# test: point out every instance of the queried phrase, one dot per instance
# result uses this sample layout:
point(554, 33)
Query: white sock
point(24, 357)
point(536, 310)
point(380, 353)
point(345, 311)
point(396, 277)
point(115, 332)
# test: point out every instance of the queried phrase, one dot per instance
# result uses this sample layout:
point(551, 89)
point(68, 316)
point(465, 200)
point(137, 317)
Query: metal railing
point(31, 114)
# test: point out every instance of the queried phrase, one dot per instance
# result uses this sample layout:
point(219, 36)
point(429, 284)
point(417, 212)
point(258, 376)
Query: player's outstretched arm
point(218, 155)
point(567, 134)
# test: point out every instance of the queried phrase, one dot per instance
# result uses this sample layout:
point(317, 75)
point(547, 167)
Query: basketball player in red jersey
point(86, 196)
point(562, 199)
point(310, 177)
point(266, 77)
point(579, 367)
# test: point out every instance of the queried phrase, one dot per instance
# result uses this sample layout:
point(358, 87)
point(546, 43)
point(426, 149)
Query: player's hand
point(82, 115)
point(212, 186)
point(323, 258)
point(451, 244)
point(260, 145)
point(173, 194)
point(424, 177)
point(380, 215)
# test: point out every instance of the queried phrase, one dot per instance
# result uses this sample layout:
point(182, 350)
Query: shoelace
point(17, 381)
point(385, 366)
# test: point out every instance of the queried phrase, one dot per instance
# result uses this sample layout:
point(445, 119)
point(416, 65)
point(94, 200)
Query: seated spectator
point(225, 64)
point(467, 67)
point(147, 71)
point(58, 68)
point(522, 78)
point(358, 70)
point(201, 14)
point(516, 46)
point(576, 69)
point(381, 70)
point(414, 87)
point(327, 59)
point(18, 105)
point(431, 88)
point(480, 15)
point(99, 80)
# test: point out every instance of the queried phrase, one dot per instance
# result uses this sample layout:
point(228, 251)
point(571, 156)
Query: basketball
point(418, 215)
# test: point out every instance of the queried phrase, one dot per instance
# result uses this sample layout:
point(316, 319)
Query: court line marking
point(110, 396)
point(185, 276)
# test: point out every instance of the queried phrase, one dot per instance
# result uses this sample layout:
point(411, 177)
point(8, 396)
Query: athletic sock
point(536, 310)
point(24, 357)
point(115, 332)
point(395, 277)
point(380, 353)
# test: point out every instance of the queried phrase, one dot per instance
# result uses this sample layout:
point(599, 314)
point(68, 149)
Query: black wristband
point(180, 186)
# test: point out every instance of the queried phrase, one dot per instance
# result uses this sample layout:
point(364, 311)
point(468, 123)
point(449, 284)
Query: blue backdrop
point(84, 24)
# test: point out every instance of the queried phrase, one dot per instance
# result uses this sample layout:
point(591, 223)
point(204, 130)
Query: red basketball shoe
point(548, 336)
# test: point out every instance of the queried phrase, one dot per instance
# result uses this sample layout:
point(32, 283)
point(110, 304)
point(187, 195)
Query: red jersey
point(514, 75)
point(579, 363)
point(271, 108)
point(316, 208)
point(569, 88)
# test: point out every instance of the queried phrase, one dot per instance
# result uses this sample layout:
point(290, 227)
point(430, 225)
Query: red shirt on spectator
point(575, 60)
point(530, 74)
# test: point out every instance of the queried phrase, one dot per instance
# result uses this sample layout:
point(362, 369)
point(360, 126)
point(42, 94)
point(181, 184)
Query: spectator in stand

- Assignment -
Each record above must be output without any alteration.

- Solution -
# test: point out every instance of the queried phrase, one dot per instance
# result uses this sample layout:
point(554, 33)
Query: white sock
point(24, 357)
point(536, 310)
point(380, 353)
point(345, 311)
point(396, 277)
point(115, 332)
# test: point out every instance of the queried phrase, one dot per instance
# result uses this sample layout:
point(551, 89)
point(68, 316)
point(465, 200)
point(137, 317)
Query: metal railing
point(31, 114)
# test: point out every instance of the queried phrase, one dot per instance
# result uses this sample layout:
point(219, 36)
point(429, 284)
point(417, 212)
point(258, 376)
Query: player's outstretched arm
point(218, 155)
point(567, 134)
# test: point out every instance of the queried phrase, one dot per instance
# result uses this sample layout:
point(317, 75)
point(547, 167)
Query: basketball player in red jersey
point(86, 196)
point(562, 199)
point(310, 177)
point(266, 77)
point(579, 367)
# test: point out every instance of the queried phrase, one dot per instance
# result uses this sample layout:
point(358, 87)
point(546, 43)
point(426, 149)
Query: player's hand
point(82, 115)
point(212, 186)
point(323, 258)
point(451, 244)
point(260, 145)
point(173, 194)
point(424, 177)
point(380, 215)
# test: point out every instance of the queried phrase, one dot per instance
# result uses this sample layout:
point(182, 350)
Query: shoelace
point(17, 381)
point(385, 366)
# test: point out every instance of the queried phrase, one dot per instance
# result uses this sample layout:
point(445, 119)
point(416, 65)
point(94, 200)
Query: seated spectator
point(225, 64)
point(467, 67)
point(147, 71)
point(58, 68)
point(522, 78)
point(358, 70)
point(201, 14)
point(516, 46)
point(576, 69)
point(381, 70)
point(414, 87)
point(327, 59)
point(18, 105)
point(431, 88)
point(480, 15)
point(99, 80)
# test: point out every instance of the queried phrase, one dot per instance
# result uses this sample layout:
point(228, 251)
point(571, 156)
Query: basketball
point(418, 215)
# test: point out every instance of the queried phrase, one dot per instance
# result uses this sample layout:
point(316, 319)
Query: court line marking
point(110, 396)
point(185, 276)
# test: point out every instance of the queried phrase, one dot per instance
# result uses this sample layout:
point(411, 177)
point(8, 396)
Query: athletic sock
point(536, 310)
point(24, 357)
point(115, 332)
point(395, 277)
point(380, 353)
# test: point out every instance of the queried phrase, one dot per instance
# result uses this sample layout:
point(599, 314)
point(68, 149)
Query: black wristband
point(180, 186)
# test: point out every instance of the queried phrase, one dot per instance
# result uses this sample layout:
point(364, 311)
point(468, 123)
point(449, 284)
Query: blue backdrop
point(84, 24)
# test: point out every instance of the queried phrase, one dot per instance
# result uses this sample layout:
point(591, 223)
point(204, 130)
Query: red basketball shoe
point(548, 336)
# test: point out every instance of the queried phrase, one dot per instance
# result uses this sample layout:
point(32, 283)
point(110, 304)
point(187, 195)
Query: red jersey
point(514, 75)
point(579, 363)
point(271, 108)
point(316, 208)
point(569, 88)
# test: point out every instance of the queried phrase, one dot per instance
# result uses this sample layout:
point(290, 227)
point(430, 225)
Query: red shirt on spectator
point(575, 60)
point(530, 74)
# test: point out every instance of the queried phrase, one dot per instance
# result uses this sample layout:
point(362, 369)
point(360, 126)
point(42, 94)
point(181, 184)
Query: spectator in stand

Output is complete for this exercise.